--- WORK TO COMPLETE ---
All the lines below should be set down exactly, with no picture carried into the copy.

--- PROVIDED DATA ---
□ □ □ □ □ □ □

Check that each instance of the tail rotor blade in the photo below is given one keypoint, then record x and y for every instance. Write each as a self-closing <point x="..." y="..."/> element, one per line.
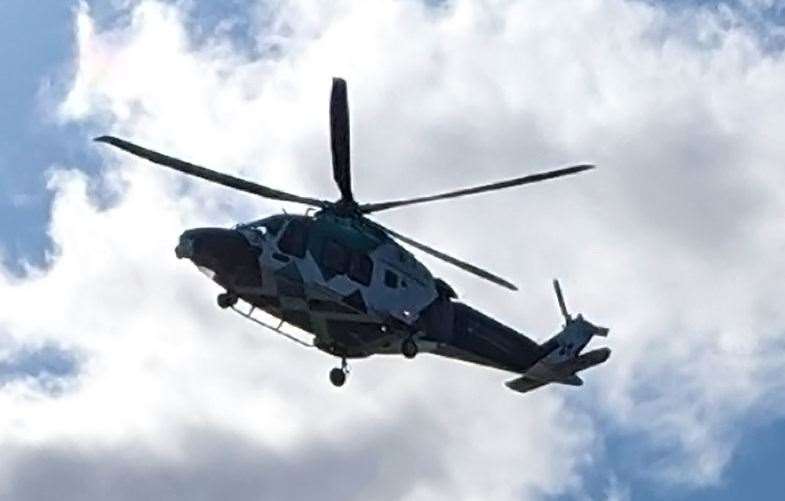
<point x="339" y="138"/>
<point x="560" y="298"/>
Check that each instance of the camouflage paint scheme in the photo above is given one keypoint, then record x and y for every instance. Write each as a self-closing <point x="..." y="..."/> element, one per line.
<point x="330" y="276"/>
<point x="347" y="317"/>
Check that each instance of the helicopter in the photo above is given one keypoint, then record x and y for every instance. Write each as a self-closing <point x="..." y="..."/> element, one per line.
<point x="345" y="279"/>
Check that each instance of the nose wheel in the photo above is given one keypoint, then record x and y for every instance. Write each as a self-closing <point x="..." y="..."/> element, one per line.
<point x="409" y="348"/>
<point x="338" y="374"/>
<point x="226" y="300"/>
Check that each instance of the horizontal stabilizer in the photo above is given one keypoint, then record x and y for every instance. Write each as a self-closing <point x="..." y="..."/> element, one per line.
<point x="524" y="384"/>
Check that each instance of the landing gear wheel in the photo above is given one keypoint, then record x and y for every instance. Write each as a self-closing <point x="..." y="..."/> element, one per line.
<point x="226" y="300"/>
<point x="409" y="348"/>
<point x="337" y="377"/>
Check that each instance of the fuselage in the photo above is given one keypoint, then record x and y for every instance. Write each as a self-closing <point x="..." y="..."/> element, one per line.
<point x="339" y="278"/>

□ □ □ □ □ □ □

--- RESPONSE ---
Check that each instance of the tail rotor blade in the photo below is given one keypoint, then record x and y for every instance. Write each as a self-closing <point x="..." y="..."/> element, one per line.
<point x="339" y="138"/>
<point x="560" y="298"/>
Check that each instance of the camouflage paint scheme in the photo above is given one keypoint, then record x and y for every instance. Write each as a self-closing <point x="..." y="..."/> element, one per line.
<point x="330" y="276"/>
<point x="347" y="317"/>
Check that each instance of the helicopter in the photo above is given one keypoint, then record x and y for every instance. Write each as a self-closing <point x="..." y="..."/> element, one per line.
<point x="345" y="279"/>
Check that each instance of the nose wheel in the photo above is given one keypoint, then record x and y for every instance. Write each as a self-closing <point x="..." y="..."/> element, one per line.
<point x="409" y="348"/>
<point x="338" y="374"/>
<point x="226" y="300"/>
Check that each instance of the horizontal stabilizer in the photo above is given one keypoint, then record x and y for every instance. Write each as a self-closing <point x="..." y="..."/> element, one per line.
<point x="524" y="384"/>
Check that each instance of the landing gear wheel in the photo above is given one keypoint, then record x and y for every instance. Write each as a self-closing <point x="..." y="..."/> element, one per line.
<point x="226" y="300"/>
<point x="409" y="348"/>
<point x="337" y="377"/>
Check that each instance of the fuselage in the photo above is given one keypoint, then record x and y for every instance. Write each as a self-closing <point x="..." y="..."/> element, one per line.
<point x="339" y="278"/>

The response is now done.